To do:
a) According to the text on caffeine and the mind, how does an expectancy effect account for some of the performance gains seen with caffeine? Explain in one to three sentences.
b) Write the next part of the text on caffeine and the mind, starting with the section under its final heading, "Is Caffeine a Good Way of Improving Mental Performance?"

Selected passage:

Caffeine is a stimulant drug often used to improve mental processing. It is believed to work by blocking the neurotransmitter adenosine's receptors, increasing excitability in the brain. Caffeine also influences other neurotransmitters, including norepinephrine, dopamine, and acetylcholine. These have effects on mood and mental processing.
Effects of Caffeine on Mood
Caffeine increases alertness, and many people find that caffeine improves their mood through improving their sense of being switched on, and having a sense of task accomplishment. However, like other stimulants, it also increases anxiety. The effects of caffeine on mood are related to how the person expects the caffeine to make them feel, and to the context of the caffeine consumption, also known as set and setting.
So caffeine can provide a lift to your mood, but this is most noticable when your energy is already low. For many people, this is when you haven't had caffeine for a while, so some experts believe that the positive effects are actually simply a warding off of caffeine withdrawal. This is only partially true -- research shows that the positive effects of caffeine on mood occur in people who are not withdrawing as well as those who are. But for those who experience an increase in anxiety, the effects of caffeine on mood are unpleasant.
Effects on Mental Performance
Caffeine has been shown to improve performance on a range of different tasks, including vigilance, response times, information processing, and some -- but not all -- proofreading tasks.
But don't assume that it is worthwhile using caffeine as a shortcut to improving your performance. When comparisons are made between people whose daily intake of caffeine is low (up to 100 mg caffeine per day) and those who regularly consume a lot of caffeine (more than 300mg caffeine per day), we find that the improvements are quite small, and don't get better with more caffeine. While people who use a lot of caffeine every day do show improved performance with more caffeine, it may be that they are simply counteracting the effects of caffeine addiction -- so by taking more caffeine, they are getting closer to what their performance would be if they weren't addicted to caffeine in the first place.
Not sure whether your caffeine intake is high or low? Read about the amount of caffeine in foods and drinks.
And while there have been several studies showing that caffeine improves vigilance and reaction times, others exploring the subtleties of how this works have found that at least some of the time, this is an expectancy effect. Expectancy effects are a significant aspect of the effects that drugs have on people's perceptions and behaviors. People's expectancies of how caffeine will affect their performance -- in particular, if they think it will impair their performance -- seems to underlie some of the improvements in performance. In other words, if people think consuming caffeine will make their performance worse, they try harder and compensate for the expected effects of caffeine.
Is Caffeine a Good Way of Improving Mental Performance?

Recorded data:
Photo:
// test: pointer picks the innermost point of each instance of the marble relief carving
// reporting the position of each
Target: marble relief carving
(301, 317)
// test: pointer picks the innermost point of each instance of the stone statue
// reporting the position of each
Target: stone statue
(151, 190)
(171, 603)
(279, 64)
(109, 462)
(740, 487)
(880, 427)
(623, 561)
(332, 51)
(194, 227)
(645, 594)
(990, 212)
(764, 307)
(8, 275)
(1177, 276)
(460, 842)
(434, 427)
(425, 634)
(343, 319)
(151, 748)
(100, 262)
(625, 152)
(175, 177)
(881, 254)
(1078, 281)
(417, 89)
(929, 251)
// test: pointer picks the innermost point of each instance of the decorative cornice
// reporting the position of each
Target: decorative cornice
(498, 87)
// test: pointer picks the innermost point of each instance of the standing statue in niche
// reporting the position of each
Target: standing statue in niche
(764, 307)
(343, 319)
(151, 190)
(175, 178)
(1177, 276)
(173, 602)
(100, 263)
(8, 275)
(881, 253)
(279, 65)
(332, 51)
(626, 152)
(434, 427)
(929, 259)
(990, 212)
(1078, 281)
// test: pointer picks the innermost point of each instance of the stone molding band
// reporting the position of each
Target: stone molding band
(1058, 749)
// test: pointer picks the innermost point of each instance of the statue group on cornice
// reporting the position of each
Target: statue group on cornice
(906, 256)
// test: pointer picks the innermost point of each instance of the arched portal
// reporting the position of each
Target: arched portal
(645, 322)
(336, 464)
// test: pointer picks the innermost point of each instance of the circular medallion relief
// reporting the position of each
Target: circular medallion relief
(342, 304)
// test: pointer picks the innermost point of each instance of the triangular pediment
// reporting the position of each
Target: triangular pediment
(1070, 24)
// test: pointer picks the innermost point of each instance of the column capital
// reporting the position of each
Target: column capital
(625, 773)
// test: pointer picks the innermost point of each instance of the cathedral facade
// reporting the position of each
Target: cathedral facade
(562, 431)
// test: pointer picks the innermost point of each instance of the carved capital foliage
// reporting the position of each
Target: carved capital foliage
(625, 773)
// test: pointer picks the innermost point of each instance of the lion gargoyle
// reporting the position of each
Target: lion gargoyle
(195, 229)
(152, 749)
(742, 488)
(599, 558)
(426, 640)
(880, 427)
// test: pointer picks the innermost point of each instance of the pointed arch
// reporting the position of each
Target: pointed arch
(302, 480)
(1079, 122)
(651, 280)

Results for the exercise:
a) People who expect caffeine to make their performance worse try harder to compensate for that expected effect. That extra effort appears to underlie some of the improvements in vigilance and reaction times credited to caffeine.

b)
Overall, it probably isn't worth trying to enhance your performance by using more caffeine. The short-term benefit you may get from caffeine will be offset by increased anxiety while you are under the influence of caffeine, and when the effects wear off, withdrawal symptoms may worsen the very mental processes you are hoping to improve.
A better strategy for low users of caffeine, who drink the equivalent of one or two cups of coffee a day, would be choosing when to consume them, and timing your caffeine intake so that you are getting the stimulant effects, and not the withdrawal effects, before a task that requires your full attention. And remember, your performance could also be negatively impacted by caffeine.
If you use a lot of caffeine -- drinking the equivalent of more than three cups of tea or coffee per day -- it may be negatively affecting your health, so lowering your intake is worth considering.
Brunye, T., Mahoney, C., Rapp, D., Ditman, T., & Taylor, H. "Caffeine enhances real-world language processing: evidence from a proofreading task." Journal of Experimental Psychology: Applied 18:95–108. 2012.
Christopher, G., Sutherland, D. & Smith, A. "Effects of caffeine in non-withdrawn volunteers," Hum Psychopharmacol Clin Exp 20:47–53. 2005.
Harrell, P. & Juliano, L. "Caffeine expectancies influence the subjective and behavioral effects of caffeine," Psychopharmacology 207:335–342. 2009.
Koppelstaettera, F., Poeppelb, T., Siedentopfa, C., Ischebeckc, A., Kolbitschd, C., Mottaghye, F., Felberf, S., Jaschkea, W. and Krauseg, B. "Caffeine and cognition in functional Magnetic Resonance Imaging" Journal of Alzheimer’s Disease 20:S71–S84. 2010.
Rogers P., Heatherley, S., Hayward, R., Seers, H., Hill, J., & Kane, M. "Effects of caffeine and caffeine withdrawal on mood and cognitive performance degraded by sleep restriction." Psychopharmacology 179:742-752. 2005.
Smith, A Sturgess, W., & Gallagher, J. "Eff€ects of a low dose of caffeine given in different drinks on mood and performance," Hum. Psychopharmacol. Clin. Exp. 14:473-482. 1999.